WORK TO BE COMPLETED »
Reproduce the article about the Digital Covid Certificate helpline word for word, from its first sentence to its last.

SELECTED PASSAGE »
=== Begin Enclosure ===

A second freephone helpline number has been set up to cater for the high volume of calls over the Digital Covid Certificate (DCC) as people continue to report long delays in getting their calls answered.
On Tuesday, users again complained of being left hours waiting for a response. The Department of Health admitted that many people will have been waiting for 90 minutes or more.
The centre has “ramped up” to more than 55 agents taking calls on Tuesday. And it “will add additional agents over the coming days to manage demand”, with plans to have more than 90 agents taking calls by the end of the first week of operation, said the department.
The lengthy queues for the helpline, which is operated by consultancy firm Accenture on behalf of the department, have emerged despite the vast majority of DCCs being issued for those eligible to receive them.
The service is designed to cater for people who have problems with these certs, or who are requesting a so-called “recovery cert” – issued to those who have acquired immunity to Covid-19, having had a confirmed infection in the last six months.
The department said a high volume of calls being received relate to issuing recovery certificates. “Current demand suggest that people are calling that are not due to travel in the short term,” it said.
The department said the high volume of calls “coupled with call-line capacity constraints” were causing the delays and this led to the establishment of a second freephone number on Tuesday.
The new number is 1800-807008. The original helpline 1800-851504 continues to operate.
Clare and Tom Sinnott from Cork spent three hours on Tuesday waiting to reach an agent after the second helpline was set up.
“It was a terrible experience. Three hours is completely unacceptable. The helpline was always engaged or rang out. I had to put it on speaker while I went doing other things,” said Ms Sinnott. She added that they need their DCCs ahead of a necessary journey to France.

=== End Enclosure ===

DATA »

=== Begin Enclosure ===

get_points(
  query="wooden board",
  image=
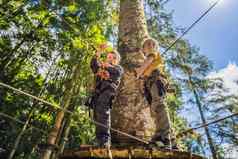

=== End Enclosure ===

SOLUTION FOR THIS PROBLEM »
A second freephone helpline number has been set up to cater for the high volume of calls over the Digital Covid Certificate (DCC) as people continue to report long delays in getting their calls answered.
On Tuesday, users again complained of being left hours waiting for a response. The Department of Health admitted that many people will have been waiting for 90 minutes or more.
The centre has “ramped up” to more than 55 agents taking calls on Tuesday. And it “will add additional agents over the coming days to manage demand”, with plans to have more than 90 agents taking calls by the end of the first week of operation, said the department.
The lengthy queues for the helpline, which is operated by consultancy firm Accenture on behalf of the department, have emerged despite the vast majority of DCCs being issued for those eligible to receive them.
The service is designed to cater for people who have problems with these certs, or who are requesting a so-called “recovery cert” – issued to those who have acquired immunity to Covid-19, having had a confirmed infection in the last six months.
The department said a high volume of calls being received relate to issuing recovery certificates. “Current demand suggest that people are calling that are not due to travel in the short term,” it said.
The department said the high volume of calls “coupled with call-line capacity constraints” were causing the delays and this led to the establishment of a second freephone number on Tuesday.
The new number is 1800-807008. The original helpline 1800-851504 continues to operate.
Clare and Tom Sinnott from Cork spent three hours on Tuesday waiting to reach an agent after the second helpline was set up.
“It was a terrible experience. Three hours is completely unacceptable. The helpline was always engaged or rang out. I had to put it on speaker while I went doing other things,” said Ms Sinnott. She added that they need their DCCs ahead of a necessary journey to France.